Task statement: Please copy the listing word for word, from the line with "Test: the pointer marks one pixel per instance of the tire." to the line with "x=284 y=261".

Task inputs:
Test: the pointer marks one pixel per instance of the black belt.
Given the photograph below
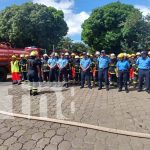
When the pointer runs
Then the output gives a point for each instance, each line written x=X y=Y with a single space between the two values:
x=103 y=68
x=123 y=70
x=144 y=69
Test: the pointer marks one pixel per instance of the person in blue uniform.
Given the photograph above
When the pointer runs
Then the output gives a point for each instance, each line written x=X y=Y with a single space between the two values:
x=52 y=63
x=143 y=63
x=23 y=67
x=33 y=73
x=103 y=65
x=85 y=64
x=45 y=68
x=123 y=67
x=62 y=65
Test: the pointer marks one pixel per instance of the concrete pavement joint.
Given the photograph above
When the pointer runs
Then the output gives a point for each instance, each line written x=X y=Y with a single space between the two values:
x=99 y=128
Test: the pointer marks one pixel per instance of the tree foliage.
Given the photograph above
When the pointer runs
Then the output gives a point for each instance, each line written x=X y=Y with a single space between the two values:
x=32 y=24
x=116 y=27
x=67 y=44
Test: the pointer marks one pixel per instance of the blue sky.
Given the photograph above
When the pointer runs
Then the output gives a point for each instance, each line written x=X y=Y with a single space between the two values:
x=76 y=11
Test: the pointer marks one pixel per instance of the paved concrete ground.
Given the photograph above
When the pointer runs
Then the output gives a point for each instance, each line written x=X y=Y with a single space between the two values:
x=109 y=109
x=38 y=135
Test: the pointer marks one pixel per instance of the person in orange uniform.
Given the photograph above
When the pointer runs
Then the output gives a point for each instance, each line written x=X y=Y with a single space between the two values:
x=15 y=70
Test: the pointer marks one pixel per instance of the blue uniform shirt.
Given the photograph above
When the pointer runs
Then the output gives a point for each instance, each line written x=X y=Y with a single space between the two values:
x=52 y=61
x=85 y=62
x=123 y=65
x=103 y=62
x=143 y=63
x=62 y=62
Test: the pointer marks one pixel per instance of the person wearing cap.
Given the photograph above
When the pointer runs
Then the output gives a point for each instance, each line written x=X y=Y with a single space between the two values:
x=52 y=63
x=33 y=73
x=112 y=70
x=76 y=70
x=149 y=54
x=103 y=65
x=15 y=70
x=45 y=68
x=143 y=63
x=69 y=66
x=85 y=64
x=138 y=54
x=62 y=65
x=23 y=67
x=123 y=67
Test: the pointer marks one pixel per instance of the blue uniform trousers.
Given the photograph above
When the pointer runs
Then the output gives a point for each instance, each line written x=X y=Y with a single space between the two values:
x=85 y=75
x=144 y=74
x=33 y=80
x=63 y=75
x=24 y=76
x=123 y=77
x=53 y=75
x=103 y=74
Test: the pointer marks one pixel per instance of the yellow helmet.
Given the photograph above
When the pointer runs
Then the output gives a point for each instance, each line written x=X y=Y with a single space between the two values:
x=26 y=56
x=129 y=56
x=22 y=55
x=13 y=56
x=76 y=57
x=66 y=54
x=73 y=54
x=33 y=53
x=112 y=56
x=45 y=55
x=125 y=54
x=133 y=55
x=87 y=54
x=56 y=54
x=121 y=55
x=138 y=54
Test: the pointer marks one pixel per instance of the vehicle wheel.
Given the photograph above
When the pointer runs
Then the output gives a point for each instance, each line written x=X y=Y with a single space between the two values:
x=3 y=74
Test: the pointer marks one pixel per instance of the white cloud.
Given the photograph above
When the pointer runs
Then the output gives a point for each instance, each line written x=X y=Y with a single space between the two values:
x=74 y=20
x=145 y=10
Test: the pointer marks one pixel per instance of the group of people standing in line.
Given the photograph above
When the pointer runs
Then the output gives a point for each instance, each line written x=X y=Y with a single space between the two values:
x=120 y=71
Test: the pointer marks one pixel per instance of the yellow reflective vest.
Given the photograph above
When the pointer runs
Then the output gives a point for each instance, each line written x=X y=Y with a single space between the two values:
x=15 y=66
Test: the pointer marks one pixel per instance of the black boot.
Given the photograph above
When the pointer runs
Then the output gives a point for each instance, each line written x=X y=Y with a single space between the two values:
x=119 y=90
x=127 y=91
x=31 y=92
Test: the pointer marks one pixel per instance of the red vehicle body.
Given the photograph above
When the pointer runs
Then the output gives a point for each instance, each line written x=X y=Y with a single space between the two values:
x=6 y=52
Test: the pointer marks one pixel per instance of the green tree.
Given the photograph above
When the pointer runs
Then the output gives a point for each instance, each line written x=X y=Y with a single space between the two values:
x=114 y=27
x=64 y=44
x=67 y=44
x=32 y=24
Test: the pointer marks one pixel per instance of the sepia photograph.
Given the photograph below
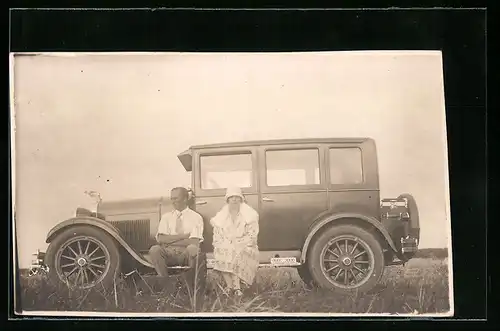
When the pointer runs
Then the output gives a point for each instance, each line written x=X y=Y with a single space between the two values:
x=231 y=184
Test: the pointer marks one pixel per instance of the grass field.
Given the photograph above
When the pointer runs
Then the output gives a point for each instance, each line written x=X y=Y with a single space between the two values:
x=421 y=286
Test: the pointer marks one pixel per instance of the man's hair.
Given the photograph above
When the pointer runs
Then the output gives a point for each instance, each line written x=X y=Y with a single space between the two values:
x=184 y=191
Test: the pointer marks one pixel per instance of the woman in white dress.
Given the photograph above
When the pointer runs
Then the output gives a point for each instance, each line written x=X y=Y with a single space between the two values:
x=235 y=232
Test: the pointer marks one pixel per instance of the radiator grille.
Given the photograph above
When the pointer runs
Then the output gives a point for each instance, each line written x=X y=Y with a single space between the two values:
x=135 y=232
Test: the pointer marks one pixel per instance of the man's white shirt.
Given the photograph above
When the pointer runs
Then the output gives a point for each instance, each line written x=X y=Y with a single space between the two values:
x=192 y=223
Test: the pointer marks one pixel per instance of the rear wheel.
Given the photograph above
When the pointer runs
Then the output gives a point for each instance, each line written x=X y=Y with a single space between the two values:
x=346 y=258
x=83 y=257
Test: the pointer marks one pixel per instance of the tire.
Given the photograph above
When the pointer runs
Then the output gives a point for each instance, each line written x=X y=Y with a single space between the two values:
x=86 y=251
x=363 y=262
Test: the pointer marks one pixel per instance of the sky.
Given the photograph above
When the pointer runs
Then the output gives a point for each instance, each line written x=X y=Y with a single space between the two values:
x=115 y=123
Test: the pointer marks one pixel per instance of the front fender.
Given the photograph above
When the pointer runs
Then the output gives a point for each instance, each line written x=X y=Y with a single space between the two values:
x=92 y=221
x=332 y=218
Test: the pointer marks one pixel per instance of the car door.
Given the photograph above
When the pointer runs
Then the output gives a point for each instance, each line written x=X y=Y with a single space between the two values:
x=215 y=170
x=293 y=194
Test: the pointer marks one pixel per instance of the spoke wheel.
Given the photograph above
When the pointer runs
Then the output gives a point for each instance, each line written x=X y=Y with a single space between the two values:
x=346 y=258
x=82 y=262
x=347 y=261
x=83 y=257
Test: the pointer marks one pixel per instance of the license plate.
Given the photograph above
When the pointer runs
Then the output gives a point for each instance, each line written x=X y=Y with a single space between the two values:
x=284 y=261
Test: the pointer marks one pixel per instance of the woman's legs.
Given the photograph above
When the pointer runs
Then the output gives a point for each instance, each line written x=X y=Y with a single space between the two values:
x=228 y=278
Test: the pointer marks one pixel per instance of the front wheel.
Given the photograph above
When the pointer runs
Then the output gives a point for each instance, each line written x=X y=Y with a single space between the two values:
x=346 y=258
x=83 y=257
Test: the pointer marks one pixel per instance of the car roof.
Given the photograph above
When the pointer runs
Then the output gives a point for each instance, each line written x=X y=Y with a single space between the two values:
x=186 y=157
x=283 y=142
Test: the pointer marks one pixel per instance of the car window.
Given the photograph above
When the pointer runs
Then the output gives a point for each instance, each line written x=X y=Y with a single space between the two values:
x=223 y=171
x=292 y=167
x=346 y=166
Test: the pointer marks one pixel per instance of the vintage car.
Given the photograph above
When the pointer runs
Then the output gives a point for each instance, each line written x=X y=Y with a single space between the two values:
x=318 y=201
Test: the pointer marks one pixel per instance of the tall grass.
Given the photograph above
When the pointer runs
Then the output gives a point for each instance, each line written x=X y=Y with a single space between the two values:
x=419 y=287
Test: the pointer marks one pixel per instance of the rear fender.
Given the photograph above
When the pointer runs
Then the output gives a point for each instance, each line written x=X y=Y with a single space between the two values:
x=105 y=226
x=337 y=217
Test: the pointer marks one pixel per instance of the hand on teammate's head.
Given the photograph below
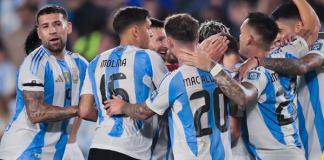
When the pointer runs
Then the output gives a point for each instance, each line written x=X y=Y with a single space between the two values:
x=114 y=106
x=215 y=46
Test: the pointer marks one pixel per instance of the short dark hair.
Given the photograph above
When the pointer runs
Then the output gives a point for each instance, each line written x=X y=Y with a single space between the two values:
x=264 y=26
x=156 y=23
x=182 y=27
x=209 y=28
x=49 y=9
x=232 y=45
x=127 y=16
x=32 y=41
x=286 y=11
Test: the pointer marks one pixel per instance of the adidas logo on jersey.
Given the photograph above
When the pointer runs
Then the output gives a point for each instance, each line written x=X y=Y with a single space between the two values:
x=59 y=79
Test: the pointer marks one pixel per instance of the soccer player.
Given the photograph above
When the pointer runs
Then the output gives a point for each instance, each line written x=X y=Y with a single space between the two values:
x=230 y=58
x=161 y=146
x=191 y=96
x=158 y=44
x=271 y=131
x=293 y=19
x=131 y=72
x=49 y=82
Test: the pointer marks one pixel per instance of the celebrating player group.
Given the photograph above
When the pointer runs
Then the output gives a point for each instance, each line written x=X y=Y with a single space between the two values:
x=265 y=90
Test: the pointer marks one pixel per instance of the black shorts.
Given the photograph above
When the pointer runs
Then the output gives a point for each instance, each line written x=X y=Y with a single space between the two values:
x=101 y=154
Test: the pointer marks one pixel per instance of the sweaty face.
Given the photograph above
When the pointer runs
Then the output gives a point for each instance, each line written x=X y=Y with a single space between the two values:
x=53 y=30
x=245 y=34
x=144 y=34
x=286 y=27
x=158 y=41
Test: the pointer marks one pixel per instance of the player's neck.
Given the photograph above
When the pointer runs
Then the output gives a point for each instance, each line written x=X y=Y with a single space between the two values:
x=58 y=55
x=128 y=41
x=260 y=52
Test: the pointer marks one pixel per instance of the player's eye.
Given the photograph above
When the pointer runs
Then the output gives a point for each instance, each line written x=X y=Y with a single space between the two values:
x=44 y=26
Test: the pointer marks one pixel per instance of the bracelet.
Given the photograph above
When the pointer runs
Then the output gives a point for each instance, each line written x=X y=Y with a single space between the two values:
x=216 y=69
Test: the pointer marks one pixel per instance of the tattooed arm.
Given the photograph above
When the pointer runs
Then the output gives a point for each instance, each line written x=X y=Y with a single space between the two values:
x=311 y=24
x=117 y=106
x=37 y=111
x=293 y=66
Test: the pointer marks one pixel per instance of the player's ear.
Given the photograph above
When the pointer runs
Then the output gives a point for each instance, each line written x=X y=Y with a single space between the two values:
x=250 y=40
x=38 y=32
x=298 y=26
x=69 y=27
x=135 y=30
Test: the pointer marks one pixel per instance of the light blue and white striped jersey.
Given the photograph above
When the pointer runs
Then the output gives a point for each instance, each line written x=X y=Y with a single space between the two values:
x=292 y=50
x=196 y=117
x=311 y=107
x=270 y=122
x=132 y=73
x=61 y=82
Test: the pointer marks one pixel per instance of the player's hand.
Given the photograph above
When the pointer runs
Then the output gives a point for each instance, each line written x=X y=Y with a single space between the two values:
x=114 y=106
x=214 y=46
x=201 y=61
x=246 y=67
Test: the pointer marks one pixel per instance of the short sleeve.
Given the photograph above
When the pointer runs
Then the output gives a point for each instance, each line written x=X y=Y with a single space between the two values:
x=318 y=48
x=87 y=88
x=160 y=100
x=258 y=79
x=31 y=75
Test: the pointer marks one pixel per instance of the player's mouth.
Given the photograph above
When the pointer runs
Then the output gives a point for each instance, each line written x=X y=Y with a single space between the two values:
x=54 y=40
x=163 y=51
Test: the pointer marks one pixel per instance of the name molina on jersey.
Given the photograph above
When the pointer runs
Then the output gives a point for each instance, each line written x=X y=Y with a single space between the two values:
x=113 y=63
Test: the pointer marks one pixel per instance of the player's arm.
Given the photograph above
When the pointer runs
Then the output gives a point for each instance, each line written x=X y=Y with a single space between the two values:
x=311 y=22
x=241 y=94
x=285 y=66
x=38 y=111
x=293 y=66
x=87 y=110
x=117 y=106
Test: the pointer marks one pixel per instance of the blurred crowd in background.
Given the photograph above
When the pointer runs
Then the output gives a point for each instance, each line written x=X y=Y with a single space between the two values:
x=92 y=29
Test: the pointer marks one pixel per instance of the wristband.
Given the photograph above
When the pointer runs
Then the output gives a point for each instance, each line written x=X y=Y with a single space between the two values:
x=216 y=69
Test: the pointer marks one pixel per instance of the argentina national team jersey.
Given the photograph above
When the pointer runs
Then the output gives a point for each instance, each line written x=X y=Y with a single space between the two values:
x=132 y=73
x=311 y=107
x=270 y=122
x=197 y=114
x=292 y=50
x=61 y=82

Response below:
Test: the pointer marks one pixel per instance of the tire.
Given the photograph above
When the pointer runs
Then the output gives a point for each instance, each line written x=X y=Y with a single space between the two values:
x=86 y=251
x=363 y=262
Test: the pointer marks one pixel per instance of the sky.
Given the photograph above
When the pointer runs
Then the output gives a point for each instance, each line written x=X y=Y with a single space between the two values:
x=115 y=123
Test: the pointer marks one pixel per instance of the front fender.
Given the photograph above
When the pointer runs
Then the output gives a point for each instance, each line written x=X y=Y with a single space between the two values:
x=92 y=221
x=332 y=218
Test: the pointer marks one pixel per instance of the car door.
Given the photograph above
When the pointer runs
Then the output gives a point for each instance, each line written x=X y=Y with a single space between the two values:
x=215 y=170
x=293 y=194
Test: the pointer marks one pixel per instance of the spoke wheel.
Given the photograph above
When the pointer runs
Then the output gives a point for each instance, each line written x=X y=Y with a single space between the two values:
x=346 y=258
x=82 y=262
x=347 y=261
x=83 y=257
Test: the pointer marks one pixel per instance of the license plate.
Given the photograph above
When the pointer runs
Then the output gives a point for each instance, each line written x=X y=Y with a single space between the two values:
x=284 y=261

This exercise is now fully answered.